##### Quoted passage
Ephemera - 28th June, 2020

Reading

Former employees accuse Cards Against Humanity of a racist and sexist office culture

This article goes into the accusations of racism and sexism at Cards Against Humanity, specifically regarding co-founder Max Temkin. While CAH definitely hasn't aged well and I probably wouldn't feel super comfortable playing it these days, this hit me a little hard because for the last few years one of my favourite podcasts has been Do By Friday, of which Temkin was a co-host.

I'm not one to wring hands too much when a cultural figure is exposed for their wrongdoings - in a world overwhelmed with quality music, film, and other forms of media I don't really see why anyone feels the need to argue that there's nothing wrong with enjoying a R Kelly song or Louis CK bit. But there's something more personal about podcasts that made this hit home a little for me. It was interesting to hear Temkin's co-hosts grapple with the situation in the episode after the revelation (it seems as if he is ghosting everyone?), and I'm glad they addressed it upfront and honestly.

When Friends Fuck Up, and So Do I

Sci-fi author John Scalzi wrote this raw and honest post about his possible complicity/complacency in the above situation and a few other similar ones.

Twitter thread on writing processes

Author/podcaster/historian Mike Duncan lays out his process for writing his books and podcast episodes in this Twitter thread. Basically it boils down to breaking everything into atomic ideas, from book, to chapters, down to paragraphs. I'm looking forward to reading his biography of the Marquis de Lafayette with potential paragraphs such as "Eligible Bachelor!", "Army is fucked", "I'll buy a boat", and "Fuck the Frenchies". For those of you unfamiliar with Mike Duncan, his Revolutions Podcast is my vote for the best history podcast out there.
##########
##### Supplied information
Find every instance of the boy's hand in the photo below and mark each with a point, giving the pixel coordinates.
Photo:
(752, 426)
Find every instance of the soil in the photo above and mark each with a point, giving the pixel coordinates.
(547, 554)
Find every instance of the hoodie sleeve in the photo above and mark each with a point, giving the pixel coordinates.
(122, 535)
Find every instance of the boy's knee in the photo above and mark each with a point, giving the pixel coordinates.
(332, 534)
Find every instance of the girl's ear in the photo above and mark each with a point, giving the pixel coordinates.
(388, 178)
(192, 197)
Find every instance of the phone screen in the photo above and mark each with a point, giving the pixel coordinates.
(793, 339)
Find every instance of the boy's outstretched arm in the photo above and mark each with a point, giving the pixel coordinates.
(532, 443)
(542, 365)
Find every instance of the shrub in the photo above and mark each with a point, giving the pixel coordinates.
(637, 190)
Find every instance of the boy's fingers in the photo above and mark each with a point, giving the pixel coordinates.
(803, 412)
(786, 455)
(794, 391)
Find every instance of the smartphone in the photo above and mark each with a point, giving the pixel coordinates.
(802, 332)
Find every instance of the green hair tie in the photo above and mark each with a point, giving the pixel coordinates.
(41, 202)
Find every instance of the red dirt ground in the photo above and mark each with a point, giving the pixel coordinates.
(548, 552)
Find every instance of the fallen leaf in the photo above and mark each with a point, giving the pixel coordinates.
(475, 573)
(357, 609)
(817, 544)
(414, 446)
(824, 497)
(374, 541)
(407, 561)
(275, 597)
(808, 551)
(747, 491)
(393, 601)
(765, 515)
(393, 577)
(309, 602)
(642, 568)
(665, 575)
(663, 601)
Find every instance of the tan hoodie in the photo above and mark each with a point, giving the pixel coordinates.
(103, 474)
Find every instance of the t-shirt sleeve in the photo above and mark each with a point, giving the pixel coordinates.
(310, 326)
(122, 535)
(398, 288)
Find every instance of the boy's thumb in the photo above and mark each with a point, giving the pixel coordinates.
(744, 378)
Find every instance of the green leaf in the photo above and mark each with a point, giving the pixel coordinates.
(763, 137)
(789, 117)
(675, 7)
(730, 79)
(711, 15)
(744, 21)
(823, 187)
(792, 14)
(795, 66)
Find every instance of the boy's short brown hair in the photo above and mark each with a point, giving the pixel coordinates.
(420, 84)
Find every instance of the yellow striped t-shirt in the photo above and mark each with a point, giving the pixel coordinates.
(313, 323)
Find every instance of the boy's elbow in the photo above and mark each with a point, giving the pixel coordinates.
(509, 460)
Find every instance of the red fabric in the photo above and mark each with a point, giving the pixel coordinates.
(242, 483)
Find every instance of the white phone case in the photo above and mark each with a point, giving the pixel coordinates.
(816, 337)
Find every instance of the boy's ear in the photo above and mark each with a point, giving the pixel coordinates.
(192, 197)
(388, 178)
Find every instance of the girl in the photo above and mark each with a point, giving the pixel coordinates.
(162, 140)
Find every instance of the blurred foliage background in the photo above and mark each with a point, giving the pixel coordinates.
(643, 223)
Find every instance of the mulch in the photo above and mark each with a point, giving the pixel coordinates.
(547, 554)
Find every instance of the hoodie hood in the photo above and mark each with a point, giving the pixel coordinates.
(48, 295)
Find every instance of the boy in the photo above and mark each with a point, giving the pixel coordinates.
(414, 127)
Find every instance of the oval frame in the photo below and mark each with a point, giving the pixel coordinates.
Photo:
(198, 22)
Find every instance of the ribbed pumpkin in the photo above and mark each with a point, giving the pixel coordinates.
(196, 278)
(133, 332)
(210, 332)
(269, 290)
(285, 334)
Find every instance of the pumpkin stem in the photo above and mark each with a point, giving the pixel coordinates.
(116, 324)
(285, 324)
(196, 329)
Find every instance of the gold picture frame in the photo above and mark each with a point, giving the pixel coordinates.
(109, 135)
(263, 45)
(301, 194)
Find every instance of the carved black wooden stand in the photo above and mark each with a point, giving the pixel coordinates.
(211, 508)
##########
- **Task description**
Please continue the Ephemera reading-list post at the top of the page, starting right after its final sentence.

- **Result below**
Listening

Juneteenth Bandcamp list by Surgeon

Techno artist Surgeon shares some of his favourite music from Black artists on Bandcamp. The techno recommendations are great (I picked up releases by Claude Young Jr and Robert Hood), but there's some other classics here like Kamasi Washington's 'The Epic', A Guy Called Gerald's 'Black Secret Technology', and Actress' collaboration with the London Contemporary Orchestra.

Watching

How Barker built a plate reverb for percussive experiments

Barker has been one of my favourite electronic musicians of the last few years. This video goes in to some of his production techniques, specifically the use of physical reverb modelling which seems to be one of secrets behind his unique sound.

Giving To

This is a new section for my Ephemera posts. I'm trying to make more of an effort to donate to charities and contribute to society in other ways (I might write an article about that some time), and I thought it'd be nice to share a little about it here.

The BLM uprisings in the US recently inspired similar action around the world, including in Australia where deaths in custody has long been an issue for Aboriginal Australians. While I'd like to imagine I'd be marching in support if I was back in Australia, I'm currently on the other side of the world. My small contribution has been to give to the ALS (NSW/ACT), the pioneering organisation providing legal support to the Aboriginal community.